TEXT UNDER STUDY >>
*** Begin section ***
Y’all have humbled me speechless with all of your texts, facebook messages, tweets, and cards and I hope that each of you feels the love, hugs, fist pumps, and high fives that we have for you!  Thanks for being on this journey with me.

Much love!

Cheers to a new haircut!

Grace and Peace,

Narcie

The Anger Stage

So it’s there.  A little bit after the parental units, but nonetheless, the anger stage is in the house.  I, like most of you, know about the stages of grief and it’s almost worse that I know this and realize this and can clinically say, why of course, Narcie Jeter, what you are experiencing is a quite substantial dose of the anger and sadness stages of grief.

Lord knows why it took me so long and why I went into survival, defuse the situation, and keep bouncing along mode except for the fact that I just really don’t want to deal with this.  I really don’t want to think about surgery again.  I really don’t want to show the kids the scar from the last time and let them know this is all going to be okay.  I really don’t want to feel so freaking ticked off and frustrated and distracted and weepy.  Weepy.  And not in a nice, cute crying way, but watching old episodes of Dawson’s Creek and crying like a nutcase.

I don’t really know how to make this feeling go away so besides the Dawson’s Creek marathon which is strangely always comforting (nutcase, I told you), I’m trying to blog it out.  Maybe if I articulate whatever this is…since I don’t really have a punching bag and I probably shouldn’t throw things against the wall so late at night.

I don’t actually know what I want.

I don’t know if there’s an answer.

I don’t even know if there’s a question.

Things I know:  I love my family.  I trust God.  I know there are many, many people praying.  I appreciate that greatly.  I love what I do – all of it – silly, serious, and in between.  I am tired.  I am worried.  I am scared.  I am loved and cherished by an amazing man who is more than I ever deserve or imagined.  I have done this before and I know all will be fine and it’s a great doctor and facility.  I can’t decide if this is a big deal or not a big deal or if it’s just normal, which is weird and not quite right.  I’m already wondering about the next surgery or what will happen…  I have the two silliest, sweetest, most unique and precious and precocious children imaginable and I swing between the hope that they may never know anything about this because I wish I could control things and realizing that this isn’t just my story but our story.  I realize that there are a heck of a lot of people dealing with things more awful and challenging and I sometimes feel whiny and weak for even articulating this.
*** End section ***
RECORDED DATA >>
*** Begin section ***
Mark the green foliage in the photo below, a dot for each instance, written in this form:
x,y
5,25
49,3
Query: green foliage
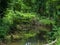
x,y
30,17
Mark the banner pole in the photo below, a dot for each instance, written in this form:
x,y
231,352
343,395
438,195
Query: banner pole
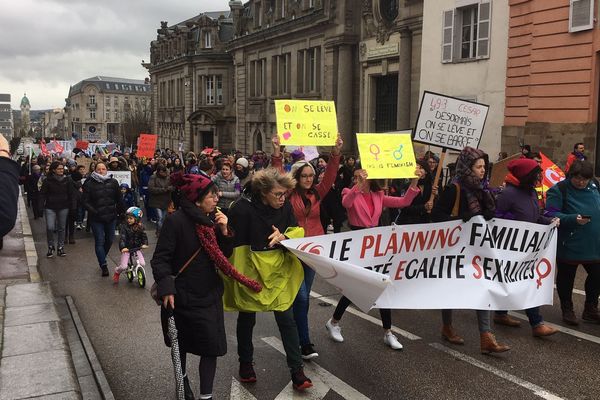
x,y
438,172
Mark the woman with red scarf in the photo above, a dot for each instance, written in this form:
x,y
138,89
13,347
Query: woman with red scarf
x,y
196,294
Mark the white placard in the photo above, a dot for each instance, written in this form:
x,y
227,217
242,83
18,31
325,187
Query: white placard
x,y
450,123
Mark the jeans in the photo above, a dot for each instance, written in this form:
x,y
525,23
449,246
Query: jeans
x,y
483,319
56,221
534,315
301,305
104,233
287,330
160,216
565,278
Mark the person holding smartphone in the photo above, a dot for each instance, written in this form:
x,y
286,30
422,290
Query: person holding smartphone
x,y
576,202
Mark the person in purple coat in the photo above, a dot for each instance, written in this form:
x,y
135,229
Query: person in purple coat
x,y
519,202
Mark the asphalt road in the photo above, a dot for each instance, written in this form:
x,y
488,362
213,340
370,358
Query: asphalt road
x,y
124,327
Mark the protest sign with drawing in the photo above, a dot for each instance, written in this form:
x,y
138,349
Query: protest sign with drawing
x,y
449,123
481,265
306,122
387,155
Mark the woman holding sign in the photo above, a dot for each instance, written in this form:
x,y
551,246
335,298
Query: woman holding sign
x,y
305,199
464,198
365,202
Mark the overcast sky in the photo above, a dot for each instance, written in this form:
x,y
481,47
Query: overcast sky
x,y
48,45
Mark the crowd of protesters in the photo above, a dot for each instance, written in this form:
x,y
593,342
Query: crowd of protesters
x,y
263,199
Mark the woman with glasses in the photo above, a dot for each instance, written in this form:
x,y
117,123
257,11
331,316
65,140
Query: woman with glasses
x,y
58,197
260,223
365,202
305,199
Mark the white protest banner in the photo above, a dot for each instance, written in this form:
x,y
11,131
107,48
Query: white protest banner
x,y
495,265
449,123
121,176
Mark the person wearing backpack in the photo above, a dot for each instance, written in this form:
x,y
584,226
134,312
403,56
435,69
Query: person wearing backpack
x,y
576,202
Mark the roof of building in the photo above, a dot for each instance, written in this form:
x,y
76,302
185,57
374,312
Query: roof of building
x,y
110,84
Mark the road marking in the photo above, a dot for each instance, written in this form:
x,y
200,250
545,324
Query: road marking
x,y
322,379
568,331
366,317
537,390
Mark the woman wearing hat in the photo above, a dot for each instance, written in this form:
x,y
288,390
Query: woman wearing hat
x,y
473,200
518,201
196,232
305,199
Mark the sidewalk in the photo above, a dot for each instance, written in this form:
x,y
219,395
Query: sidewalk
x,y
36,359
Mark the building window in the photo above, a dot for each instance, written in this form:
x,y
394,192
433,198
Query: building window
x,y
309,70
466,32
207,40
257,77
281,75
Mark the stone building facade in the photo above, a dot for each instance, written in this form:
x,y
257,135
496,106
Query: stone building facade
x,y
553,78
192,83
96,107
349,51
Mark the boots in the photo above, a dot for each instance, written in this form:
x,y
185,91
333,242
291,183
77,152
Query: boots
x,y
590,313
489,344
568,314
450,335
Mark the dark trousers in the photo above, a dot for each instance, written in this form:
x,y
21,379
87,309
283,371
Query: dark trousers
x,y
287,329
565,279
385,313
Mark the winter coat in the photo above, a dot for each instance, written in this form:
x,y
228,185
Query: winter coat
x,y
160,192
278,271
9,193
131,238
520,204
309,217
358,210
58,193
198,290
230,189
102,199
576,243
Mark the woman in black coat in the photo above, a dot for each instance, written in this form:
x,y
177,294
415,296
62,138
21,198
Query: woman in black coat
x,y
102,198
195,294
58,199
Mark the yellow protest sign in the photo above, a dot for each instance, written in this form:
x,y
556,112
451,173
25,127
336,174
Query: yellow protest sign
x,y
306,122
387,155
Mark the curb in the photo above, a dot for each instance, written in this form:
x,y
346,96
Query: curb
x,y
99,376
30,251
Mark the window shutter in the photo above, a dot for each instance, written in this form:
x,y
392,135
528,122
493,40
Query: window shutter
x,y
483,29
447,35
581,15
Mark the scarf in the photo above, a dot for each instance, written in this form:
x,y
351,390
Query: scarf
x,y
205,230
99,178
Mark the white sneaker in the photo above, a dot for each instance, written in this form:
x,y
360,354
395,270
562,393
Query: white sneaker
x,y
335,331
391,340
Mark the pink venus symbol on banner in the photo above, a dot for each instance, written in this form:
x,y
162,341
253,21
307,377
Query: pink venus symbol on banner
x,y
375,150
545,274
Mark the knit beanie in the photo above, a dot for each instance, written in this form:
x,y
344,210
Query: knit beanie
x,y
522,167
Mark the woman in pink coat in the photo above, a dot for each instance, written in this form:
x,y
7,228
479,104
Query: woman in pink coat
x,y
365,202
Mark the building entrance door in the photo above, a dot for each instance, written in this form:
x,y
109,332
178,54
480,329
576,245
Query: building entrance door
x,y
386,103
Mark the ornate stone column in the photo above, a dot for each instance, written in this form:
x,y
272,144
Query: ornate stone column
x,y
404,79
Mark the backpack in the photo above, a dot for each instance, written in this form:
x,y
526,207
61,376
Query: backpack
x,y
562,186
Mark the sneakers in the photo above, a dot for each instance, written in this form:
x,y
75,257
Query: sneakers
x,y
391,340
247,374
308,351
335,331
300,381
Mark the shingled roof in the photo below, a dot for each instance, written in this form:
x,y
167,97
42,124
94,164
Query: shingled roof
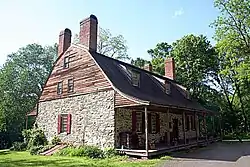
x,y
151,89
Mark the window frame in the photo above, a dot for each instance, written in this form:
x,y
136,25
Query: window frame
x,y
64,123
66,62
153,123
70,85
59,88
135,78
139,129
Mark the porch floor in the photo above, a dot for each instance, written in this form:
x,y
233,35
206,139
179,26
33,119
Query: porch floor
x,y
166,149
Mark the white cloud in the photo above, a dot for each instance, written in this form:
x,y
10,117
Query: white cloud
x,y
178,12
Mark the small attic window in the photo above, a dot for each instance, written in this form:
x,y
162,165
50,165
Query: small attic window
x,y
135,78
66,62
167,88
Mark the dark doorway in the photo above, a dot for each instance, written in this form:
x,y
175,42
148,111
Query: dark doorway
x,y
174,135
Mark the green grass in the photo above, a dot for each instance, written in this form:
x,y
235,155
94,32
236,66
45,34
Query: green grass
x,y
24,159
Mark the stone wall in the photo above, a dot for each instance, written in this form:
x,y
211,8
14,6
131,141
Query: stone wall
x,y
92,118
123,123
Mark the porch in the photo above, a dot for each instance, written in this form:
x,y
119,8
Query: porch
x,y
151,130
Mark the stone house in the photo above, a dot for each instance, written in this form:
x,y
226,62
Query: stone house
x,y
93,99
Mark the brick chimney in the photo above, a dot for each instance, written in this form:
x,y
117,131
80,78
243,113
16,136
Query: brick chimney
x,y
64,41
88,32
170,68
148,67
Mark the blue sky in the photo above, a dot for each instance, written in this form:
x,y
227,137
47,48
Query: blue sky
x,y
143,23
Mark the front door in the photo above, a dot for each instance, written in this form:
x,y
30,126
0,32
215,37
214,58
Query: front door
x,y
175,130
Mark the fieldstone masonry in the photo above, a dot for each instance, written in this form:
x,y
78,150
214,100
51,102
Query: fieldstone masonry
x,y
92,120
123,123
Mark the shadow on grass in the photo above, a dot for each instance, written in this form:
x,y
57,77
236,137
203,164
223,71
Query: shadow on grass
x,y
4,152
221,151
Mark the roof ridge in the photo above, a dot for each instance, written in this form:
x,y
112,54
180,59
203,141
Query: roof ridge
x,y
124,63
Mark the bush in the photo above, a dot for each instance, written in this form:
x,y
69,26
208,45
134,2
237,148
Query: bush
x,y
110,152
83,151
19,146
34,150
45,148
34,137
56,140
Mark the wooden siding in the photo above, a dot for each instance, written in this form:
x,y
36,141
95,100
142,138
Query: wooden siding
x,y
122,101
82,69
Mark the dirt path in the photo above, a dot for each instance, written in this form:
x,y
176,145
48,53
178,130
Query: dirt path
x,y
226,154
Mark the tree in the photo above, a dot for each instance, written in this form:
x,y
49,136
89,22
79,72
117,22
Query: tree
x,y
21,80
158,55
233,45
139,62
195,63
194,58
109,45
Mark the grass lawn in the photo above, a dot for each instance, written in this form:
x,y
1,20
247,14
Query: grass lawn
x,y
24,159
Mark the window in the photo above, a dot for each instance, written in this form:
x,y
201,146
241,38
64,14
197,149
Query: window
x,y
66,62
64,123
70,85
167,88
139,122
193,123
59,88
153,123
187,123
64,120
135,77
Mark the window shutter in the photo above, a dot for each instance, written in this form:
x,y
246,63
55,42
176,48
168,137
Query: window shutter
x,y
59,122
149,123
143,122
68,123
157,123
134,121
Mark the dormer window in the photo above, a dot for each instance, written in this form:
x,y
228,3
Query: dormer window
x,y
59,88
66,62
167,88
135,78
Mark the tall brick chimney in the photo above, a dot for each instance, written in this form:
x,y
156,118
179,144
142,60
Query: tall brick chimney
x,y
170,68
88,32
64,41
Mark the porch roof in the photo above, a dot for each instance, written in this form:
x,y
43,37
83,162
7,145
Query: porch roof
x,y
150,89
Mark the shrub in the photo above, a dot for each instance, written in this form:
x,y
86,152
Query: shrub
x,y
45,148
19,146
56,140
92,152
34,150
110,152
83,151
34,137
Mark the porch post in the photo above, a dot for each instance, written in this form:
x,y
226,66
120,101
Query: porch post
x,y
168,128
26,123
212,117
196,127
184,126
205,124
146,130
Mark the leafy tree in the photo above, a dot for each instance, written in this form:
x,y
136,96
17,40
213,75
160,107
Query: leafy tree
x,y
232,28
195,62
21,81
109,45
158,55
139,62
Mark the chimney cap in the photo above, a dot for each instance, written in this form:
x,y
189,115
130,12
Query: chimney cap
*** End section ***
TASK 1 >>
Reproduce the part of the blog post from "I don’t really know" up to and including "late at night.".
TASK 2 >>
Say whether each statement agrees with the blog post, answering yes or no and quoting the words that decide it: (a) The writer finds the Dawson's Creek marathon comforting. (b) The writer has three children. (c) The writer has a punching bag.

ANSWER SPACE 1 >>
I don’t really know how to make this feeling go away so besides the Dawson’s Creek marathon which is strangely always comforting (nutcase, I told you), I’m trying to blog it out.  Maybe if I articulate whatever this is…since I don’t really have a punching bag and I probably shouldn’t throw things against the wall so late at night.

ANSWER SPACE 2 >>
(a) Yes: "the Dawson’s Creek marathon which is strangely always comforting"
(b) No: "I have the two silliest, sweetest, most unique and precious and precocious children imaginable"
(c) No: "since I don’t really have a punching bag"